For each of statements (a), (b), and (c), decide whether it agrees with the abstract on Proteome Analyst. Answer yes or no and quote the words of the abstract that decide it. (a) Users must write programs to build their own custom predictors. (b) Proteome Analyst is described as a web-based system. (c) The abstract holds that protein predictions should be both automated and transparent.

___ READING TEXT

2003 ICML Bioinformatics D. Szafron, P. Lu, R. Greiner, D. Wishart, Z. Lu, B. Poulin, R. Eisner, J. Anvik and C. Macdonell, Proteome Analyst - Transparent High-throughput Protein Annotation: Function, Localization and Custom Predictors, International Conference on Machine Learning Workshop on Machine Learning in Bioinformatics (ICML Workshop - Bioinformatics), August 2003, Washington, U.S.A., pp. 2-10, abstract or pdf.
Abstract:

Modern sequencing technology permits sequencing of entire genomes, whose gene sequences require annotation. It is too time consuming to predict the properties of each protein sequence manually and to organize the results of many prediction tools by hand. The prediction process must be automated, but the predictions must also be transparent. That is, the rationale for each prediction should be easily examinable by anyone that wishes to use the prediction. Proteome Analyst (PA) is a webbased system for predicting the properties of each protein in a proteome. PA has three interesting features. First, it is a single webbased system that allows the user to select a wide range of analytic tools and automatically apply them to each protein in a proteome. In essence, PA provides one-stop automatic high-throughput analysis. Second, PA has the ability to explain its predictions to users. PA is based on established machine learning techniques, but makes every prediction transparent to its users. Third, PA allows users to create their own transparent custom predictors without programming.

______
___ SOURCE DATA

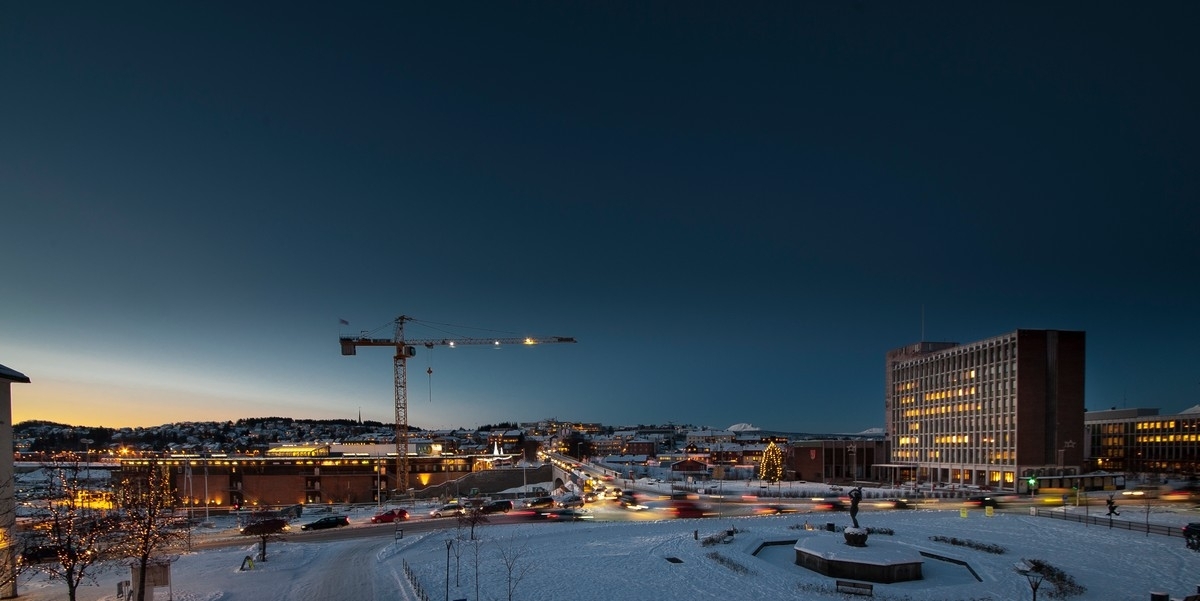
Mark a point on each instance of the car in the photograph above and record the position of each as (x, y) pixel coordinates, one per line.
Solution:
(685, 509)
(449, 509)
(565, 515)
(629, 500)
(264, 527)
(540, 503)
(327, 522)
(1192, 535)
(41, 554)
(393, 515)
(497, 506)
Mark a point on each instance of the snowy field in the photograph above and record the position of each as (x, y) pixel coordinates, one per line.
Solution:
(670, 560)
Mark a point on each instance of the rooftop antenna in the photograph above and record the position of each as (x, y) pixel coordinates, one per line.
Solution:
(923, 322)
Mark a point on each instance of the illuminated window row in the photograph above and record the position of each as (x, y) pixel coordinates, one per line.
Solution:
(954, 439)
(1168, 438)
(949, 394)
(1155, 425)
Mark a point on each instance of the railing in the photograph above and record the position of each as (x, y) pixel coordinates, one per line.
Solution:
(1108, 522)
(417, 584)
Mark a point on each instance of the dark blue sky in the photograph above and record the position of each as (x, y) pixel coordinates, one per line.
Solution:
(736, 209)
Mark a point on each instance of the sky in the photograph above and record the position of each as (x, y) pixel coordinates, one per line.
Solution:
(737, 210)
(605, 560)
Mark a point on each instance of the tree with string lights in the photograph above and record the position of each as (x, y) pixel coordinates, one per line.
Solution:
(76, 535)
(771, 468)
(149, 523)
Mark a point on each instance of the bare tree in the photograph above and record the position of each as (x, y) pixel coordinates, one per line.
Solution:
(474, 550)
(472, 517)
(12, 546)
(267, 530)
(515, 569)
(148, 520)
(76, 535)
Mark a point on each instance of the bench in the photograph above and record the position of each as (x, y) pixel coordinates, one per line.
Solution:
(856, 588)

______
___ SOURCE DATA

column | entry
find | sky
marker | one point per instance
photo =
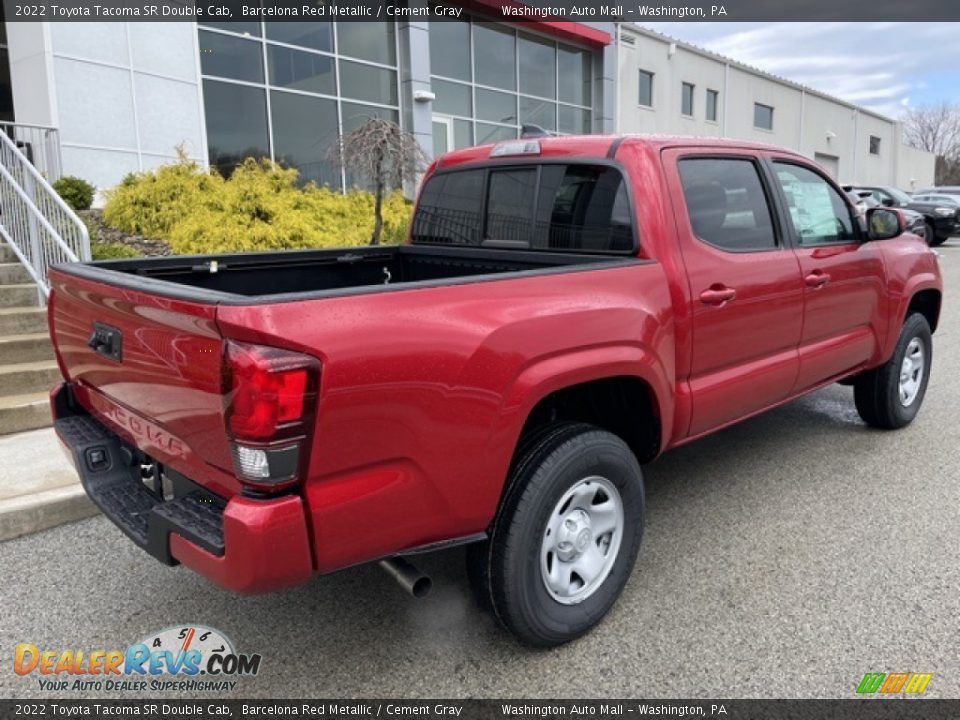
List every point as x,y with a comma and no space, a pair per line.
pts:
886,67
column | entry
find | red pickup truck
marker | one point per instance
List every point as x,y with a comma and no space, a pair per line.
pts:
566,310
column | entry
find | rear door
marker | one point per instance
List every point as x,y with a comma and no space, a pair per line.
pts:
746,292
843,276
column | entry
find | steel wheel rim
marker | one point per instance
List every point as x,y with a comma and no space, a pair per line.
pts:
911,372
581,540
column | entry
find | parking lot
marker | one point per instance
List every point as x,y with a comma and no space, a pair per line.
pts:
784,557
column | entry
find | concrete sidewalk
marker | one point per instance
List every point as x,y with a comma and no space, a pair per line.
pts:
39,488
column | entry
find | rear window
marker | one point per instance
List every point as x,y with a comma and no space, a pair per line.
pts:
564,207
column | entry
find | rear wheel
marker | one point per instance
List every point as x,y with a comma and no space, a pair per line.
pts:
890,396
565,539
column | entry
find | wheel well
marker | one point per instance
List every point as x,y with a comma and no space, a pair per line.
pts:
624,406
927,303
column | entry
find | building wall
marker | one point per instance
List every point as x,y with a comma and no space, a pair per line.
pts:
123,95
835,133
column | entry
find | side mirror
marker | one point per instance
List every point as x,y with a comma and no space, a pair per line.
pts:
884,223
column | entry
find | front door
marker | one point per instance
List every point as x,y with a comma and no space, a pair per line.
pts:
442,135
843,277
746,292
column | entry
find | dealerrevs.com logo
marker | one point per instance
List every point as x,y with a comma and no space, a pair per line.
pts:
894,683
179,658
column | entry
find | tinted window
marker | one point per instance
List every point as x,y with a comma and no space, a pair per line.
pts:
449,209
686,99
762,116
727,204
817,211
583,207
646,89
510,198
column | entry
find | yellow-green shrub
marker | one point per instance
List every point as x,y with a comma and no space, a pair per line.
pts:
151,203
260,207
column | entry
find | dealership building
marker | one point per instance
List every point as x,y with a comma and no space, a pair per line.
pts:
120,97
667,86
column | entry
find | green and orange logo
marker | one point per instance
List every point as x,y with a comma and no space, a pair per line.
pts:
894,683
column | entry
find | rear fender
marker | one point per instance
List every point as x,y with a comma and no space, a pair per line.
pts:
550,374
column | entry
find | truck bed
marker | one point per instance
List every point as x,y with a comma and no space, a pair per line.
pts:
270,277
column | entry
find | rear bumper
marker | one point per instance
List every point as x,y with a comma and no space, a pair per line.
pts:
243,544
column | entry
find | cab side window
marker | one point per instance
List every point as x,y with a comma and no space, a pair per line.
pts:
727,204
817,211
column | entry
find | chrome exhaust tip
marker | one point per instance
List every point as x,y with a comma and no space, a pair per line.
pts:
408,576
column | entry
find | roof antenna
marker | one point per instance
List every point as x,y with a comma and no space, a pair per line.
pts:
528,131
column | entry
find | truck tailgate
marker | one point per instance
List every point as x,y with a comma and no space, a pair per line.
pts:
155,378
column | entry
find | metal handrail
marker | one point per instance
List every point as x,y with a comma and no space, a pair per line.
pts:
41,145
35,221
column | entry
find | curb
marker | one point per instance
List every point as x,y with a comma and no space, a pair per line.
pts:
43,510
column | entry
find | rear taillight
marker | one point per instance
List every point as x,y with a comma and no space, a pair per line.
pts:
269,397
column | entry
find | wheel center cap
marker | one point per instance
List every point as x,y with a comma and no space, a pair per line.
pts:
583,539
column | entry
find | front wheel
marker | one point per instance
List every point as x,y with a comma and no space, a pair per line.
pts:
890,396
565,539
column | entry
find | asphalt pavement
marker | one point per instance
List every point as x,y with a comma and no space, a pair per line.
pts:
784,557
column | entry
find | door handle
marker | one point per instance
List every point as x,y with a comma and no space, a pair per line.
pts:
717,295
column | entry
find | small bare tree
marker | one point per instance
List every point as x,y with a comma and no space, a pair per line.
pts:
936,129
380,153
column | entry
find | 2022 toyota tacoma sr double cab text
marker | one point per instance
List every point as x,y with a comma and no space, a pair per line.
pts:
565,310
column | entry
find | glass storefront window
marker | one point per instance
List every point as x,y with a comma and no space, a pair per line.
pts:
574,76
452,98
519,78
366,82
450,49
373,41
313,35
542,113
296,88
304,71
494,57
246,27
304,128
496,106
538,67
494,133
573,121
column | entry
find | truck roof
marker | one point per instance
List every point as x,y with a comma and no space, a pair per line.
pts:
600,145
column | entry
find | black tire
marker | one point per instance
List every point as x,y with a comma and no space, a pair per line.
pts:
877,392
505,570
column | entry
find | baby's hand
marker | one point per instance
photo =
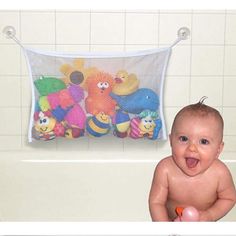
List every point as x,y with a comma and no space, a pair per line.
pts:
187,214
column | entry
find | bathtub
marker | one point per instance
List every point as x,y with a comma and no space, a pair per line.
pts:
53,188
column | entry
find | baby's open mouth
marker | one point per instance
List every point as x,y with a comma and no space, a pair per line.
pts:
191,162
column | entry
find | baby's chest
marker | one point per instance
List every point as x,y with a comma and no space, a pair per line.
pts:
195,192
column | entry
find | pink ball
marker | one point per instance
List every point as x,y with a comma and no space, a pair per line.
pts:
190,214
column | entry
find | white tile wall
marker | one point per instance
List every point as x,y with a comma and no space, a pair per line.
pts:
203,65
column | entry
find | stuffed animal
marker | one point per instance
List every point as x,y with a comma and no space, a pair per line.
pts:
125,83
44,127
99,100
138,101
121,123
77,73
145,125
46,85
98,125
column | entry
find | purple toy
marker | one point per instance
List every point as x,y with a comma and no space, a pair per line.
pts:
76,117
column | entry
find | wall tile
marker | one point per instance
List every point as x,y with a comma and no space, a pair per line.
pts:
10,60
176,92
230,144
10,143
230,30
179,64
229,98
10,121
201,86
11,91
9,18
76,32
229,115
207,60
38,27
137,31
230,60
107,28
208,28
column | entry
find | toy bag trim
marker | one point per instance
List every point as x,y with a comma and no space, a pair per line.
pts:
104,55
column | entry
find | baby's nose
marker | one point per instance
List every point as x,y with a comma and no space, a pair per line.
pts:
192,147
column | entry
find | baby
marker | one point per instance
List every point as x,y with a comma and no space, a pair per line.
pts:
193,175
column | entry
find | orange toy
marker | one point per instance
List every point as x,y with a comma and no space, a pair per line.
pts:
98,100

______

* SOLUTION TO THIS PROBLEM *
(a) No: "Third, PA allows users to create their own transparent custom predictors without programming."
(b) Yes: "Proteome Analyst (PA) is a webbased system for predicting the properties of each protein in a proteome."
(c) Yes: "The prediction process must be automated, but the predictions must also be transparent."